**Task set**
• a. According to the fire safety text, which platform delivers the fire doors training module?
• b. Rewrite the fire safety text between "The app is a" and "and customers effectively.", inclusive, putting "standards access policy" in place of "Distribution and Licensing Policy Framework".

*** Text section ***

September marked National Fire Protection Month. A timely reminder for Australians to be aware of fire prevention and safety measures.
Standards Australia is committed to prioritising fire safety, working with partners, organisations, and communities to minimise fire risks and safeguard lives, property, and the environment.
Standards Australia works to shape fire safety practices through a number of initiatives.
To improve fire safety in NSW’s residential apartment buildings, a joint training program was developed to address fire doors safety measures in partnership with the Office of the NSW Building Commissioner (OBC). The module is delivered by TAFE NSW’s Construct NSW Digital Learning Platform.
The organisation has also entered partnerships with organisations like FireMate. The technology provider uses its asset management app to integrate fire protection standards into technicians’ workflows, promoting efficient testing and maintenance in real time. AS 1851:2012, Routine service of fire protection systems and equipment - a key standard - is fully incorporated into the app, amongst other relevant Australian Standards™.
The app is a good example of how Standards Australia is achieving its promise to provide better access to standards under its Distribution and Licensing Policy Framework.
Standards Australia continues to seek innovative partnerships to enhance standards delivery and serve industries, communities, and customers effectively.
IMPROVING HOME FIRE SAFETY STANDARDS
While bushfires are a significant concern, residential fires claim more Australian lives on average than all natural hazards combined (as shown in a research3 from Macquarie University and the Bushfire and Natural Hazards Co-operative Research Centre).
Some of the leading causes of house fires are electrical, heating appliances, lighting, smoking indoors, and cooking equipment.
To counter these risks, new standards have been introduced to supplement existing standards:
- AS 1670.6:2023, Fire detection, control, warning, and intercom systems, system design, installation, and commissioning Part 6: smoke alarm systems – the updated standard streamlines the design, installation, and commissioning of smoke alarm systems for diverse residential properties.

*** Material ***

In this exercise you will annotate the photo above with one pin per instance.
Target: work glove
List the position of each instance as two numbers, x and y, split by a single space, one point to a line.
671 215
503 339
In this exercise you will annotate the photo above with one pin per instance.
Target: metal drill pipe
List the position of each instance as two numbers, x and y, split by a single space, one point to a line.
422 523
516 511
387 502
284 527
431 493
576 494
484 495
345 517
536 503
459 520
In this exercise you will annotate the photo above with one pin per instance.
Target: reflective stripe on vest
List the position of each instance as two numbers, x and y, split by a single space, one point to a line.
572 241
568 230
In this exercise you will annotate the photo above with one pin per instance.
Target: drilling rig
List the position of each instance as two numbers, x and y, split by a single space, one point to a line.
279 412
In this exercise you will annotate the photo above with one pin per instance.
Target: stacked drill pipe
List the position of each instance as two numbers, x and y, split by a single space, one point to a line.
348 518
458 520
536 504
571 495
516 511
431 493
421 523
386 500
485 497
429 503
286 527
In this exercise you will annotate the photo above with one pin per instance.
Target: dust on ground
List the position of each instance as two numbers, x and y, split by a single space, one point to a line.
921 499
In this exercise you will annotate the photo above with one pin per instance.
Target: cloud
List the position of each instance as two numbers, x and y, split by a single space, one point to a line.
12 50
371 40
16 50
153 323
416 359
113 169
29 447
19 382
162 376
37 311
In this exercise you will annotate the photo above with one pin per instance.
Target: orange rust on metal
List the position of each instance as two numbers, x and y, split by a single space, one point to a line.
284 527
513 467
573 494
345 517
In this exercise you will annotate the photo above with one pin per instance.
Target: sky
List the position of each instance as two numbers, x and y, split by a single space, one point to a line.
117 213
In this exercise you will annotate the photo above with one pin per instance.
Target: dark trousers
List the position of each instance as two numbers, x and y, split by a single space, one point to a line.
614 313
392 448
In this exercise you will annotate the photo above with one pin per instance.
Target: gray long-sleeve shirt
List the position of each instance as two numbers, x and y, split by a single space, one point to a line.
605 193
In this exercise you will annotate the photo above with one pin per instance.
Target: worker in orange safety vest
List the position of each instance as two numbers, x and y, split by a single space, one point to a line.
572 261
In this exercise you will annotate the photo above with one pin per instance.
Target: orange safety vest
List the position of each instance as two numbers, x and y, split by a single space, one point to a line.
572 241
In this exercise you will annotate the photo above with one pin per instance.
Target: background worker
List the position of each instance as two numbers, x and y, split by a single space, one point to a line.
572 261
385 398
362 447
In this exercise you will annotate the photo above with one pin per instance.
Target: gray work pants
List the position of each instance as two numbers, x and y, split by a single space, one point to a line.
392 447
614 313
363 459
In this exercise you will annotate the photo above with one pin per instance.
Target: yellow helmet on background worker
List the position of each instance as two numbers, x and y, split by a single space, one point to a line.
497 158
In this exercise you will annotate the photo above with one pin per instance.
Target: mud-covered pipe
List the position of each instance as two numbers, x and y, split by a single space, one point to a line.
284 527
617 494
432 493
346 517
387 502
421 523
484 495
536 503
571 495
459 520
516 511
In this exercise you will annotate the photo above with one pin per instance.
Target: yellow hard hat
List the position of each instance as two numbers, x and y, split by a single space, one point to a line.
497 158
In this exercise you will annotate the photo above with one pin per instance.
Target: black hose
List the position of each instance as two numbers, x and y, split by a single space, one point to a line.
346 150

***

**Problem solutions**
• a. TAFE NSW's Construct NSW Digital Learning Platform.

• b.
The app is a good example of how Standards Australia is achieving its promise to provide better access to standards under its standards access policy.
Standards Australia continues to seek innovative partnerships to enhance standards delivery and serve industries, communities, and customers effectively.